*EXERCISE:*
Excluding pictures, retype exactly the lines from the one with "task | identify every instance of the yarrow" through the end of the records that follow.

___ DATA FOR PROCESSING ___

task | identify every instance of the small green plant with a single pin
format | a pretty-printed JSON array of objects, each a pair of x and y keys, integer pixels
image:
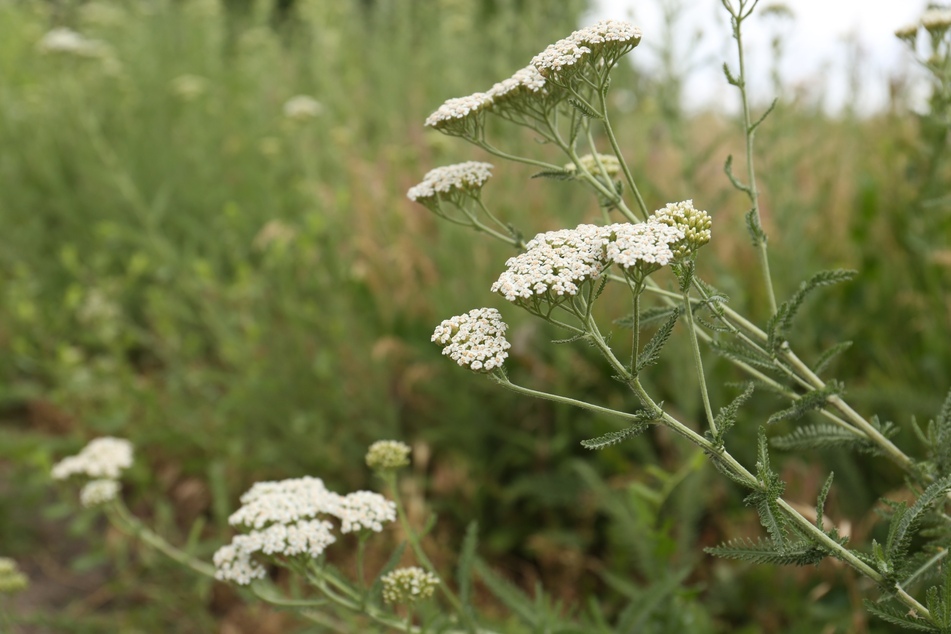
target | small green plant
[{"x": 626, "y": 285}]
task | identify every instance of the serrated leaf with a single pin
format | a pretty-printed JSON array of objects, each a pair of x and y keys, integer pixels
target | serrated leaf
[
  {"x": 614, "y": 437},
  {"x": 941, "y": 446},
  {"x": 899, "y": 617},
  {"x": 808, "y": 402},
  {"x": 755, "y": 229},
  {"x": 904, "y": 524},
  {"x": 818, "y": 436},
  {"x": 786, "y": 313},
  {"x": 651, "y": 352},
  {"x": 559, "y": 175},
  {"x": 726, "y": 417},
  {"x": 821, "y": 502},
  {"x": 767, "y": 551},
  {"x": 826, "y": 357},
  {"x": 584, "y": 109},
  {"x": 744, "y": 354},
  {"x": 648, "y": 317}
]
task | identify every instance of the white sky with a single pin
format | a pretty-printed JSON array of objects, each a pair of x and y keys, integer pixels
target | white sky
[{"x": 816, "y": 45}]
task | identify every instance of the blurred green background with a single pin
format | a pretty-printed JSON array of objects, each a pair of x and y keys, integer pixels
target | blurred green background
[{"x": 246, "y": 294}]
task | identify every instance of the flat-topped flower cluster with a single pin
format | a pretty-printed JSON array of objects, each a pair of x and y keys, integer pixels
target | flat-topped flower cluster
[
  {"x": 555, "y": 264},
  {"x": 284, "y": 519},
  {"x": 475, "y": 339},
  {"x": 542, "y": 83},
  {"x": 102, "y": 461},
  {"x": 451, "y": 181}
]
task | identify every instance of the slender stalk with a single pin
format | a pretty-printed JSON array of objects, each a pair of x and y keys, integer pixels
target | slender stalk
[
  {"x": 128, "y": 523},
  {"x": 698, "y": 362},
  {"x": 413, "y": 539},
  {"x": 749, "y": 131},
  {"x": 609, "y": 130}
]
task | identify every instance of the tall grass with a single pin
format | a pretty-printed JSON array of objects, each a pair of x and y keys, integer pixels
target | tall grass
[{"x": 246, "y": 296}]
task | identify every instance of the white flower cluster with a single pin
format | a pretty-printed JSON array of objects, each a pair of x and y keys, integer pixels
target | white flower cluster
[
  {"x": 553, "y": 264},
  {"x": 284, "y": 502},
  {"x": 282, "y": 518},
  {"x": 525, "y": 80},
  {"x": 302, "y": 108},
  {"x": 408, "y": 585},
  {"x": 449, "y": 179},
  {"x": 365, "y": 510},
  {"x": 475, "y": 339},
  {"x": 97, "y": 492},
  {"x": 608, "y": 40},
  {"x": 453, "y": 114},
  {"x": 67, "y": 41},
  {"x": 936, "y": 19},
  {"x": 385, "y": 455},
  {"x": 628, "y": 245},
  {"x": 102, "y": 458},
  {"x": 459, "y": 115}
]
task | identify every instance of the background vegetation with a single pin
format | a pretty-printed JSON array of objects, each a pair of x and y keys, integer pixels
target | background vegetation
[{"x": 249, "y": 296}]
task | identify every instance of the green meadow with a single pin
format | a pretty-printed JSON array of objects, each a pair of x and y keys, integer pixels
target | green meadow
[{"x": 243, "y": 290}]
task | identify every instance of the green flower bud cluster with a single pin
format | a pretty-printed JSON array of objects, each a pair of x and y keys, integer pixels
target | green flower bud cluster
[
  {"x": 408, "y": 585},
  {"x": 388, "y": 455},
  {"x": 693, "y": 222}
]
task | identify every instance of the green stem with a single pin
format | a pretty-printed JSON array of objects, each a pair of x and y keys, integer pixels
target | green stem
[
  {"x": 698, "y": 362},
  {"x": 413, "y": 539},
  {"x": 749, "y": 130},
  {"x": 609, "y": 130},
  {"x": 128, "y": 523}
]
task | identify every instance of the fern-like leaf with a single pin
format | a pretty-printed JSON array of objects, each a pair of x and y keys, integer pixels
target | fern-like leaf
[
  {"x": 651, "y": 352},
  {"x": 782, "y": 321},
  {"x": 905, "y": 522},
  {"x": 767, "y": 551},
  {"x": 726, "y": 417},
  {"x": 558, "y": 175},
  {"x": 901, "y": 617},
  {"x": 584, "y": 109},
  {"x": 612, "y": 438},
  {"x": 817, "y": 436},
  {"x": 821, "y": 502},
  {"x": 827, "y": 357},
  {"x": 648, "y": 317},
  {"x": 745, "y": 354},
  {"x": 941, "y": 434},
  {"x": 808, "y": 402}
]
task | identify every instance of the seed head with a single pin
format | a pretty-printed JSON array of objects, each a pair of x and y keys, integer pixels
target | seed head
[
  {"x": 460, "y": 116},
  {"x": 408, "y": 585},
  {"x": 102, "y": 458},
  {"x": 475, "y": 339},
  {"x": 553, "y": 266},
  {"x": 388, "y": 455},
  {"x": 693, "y": 222},
  {"x": 451, "y": 181},
  {"x": 645, "y": 245},
  {"x": 97, "y": 492}
]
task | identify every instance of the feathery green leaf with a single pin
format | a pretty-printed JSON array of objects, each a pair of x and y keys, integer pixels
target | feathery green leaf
[{"x": 614, "y": 437}]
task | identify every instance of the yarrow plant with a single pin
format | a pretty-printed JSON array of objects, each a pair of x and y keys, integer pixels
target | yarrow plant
[
  {"x": 563, "y": 272},
  {"x": 648, "y": 258}
]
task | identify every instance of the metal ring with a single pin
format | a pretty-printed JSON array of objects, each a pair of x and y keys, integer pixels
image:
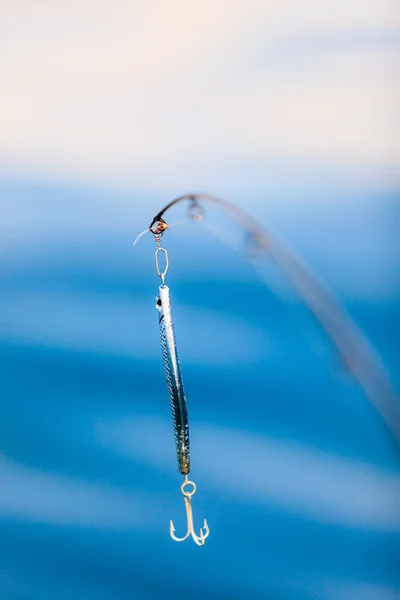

___

*EXPECTED ANSWER:*
task | identify every instance of the yarrow plant with a single pin
format | a pretty-printed JSON array of objects, each a pair of x and y keys, integer pixels
target | yarrow plant
[
  {"x": 563, "y": 272},
  {"x": 648, "y": 258}
]
task | identify every instance of the metal ring with a single pin
format | a pretty-printed JSON array of objects, each a pair of x and y keys, integer pixels
image:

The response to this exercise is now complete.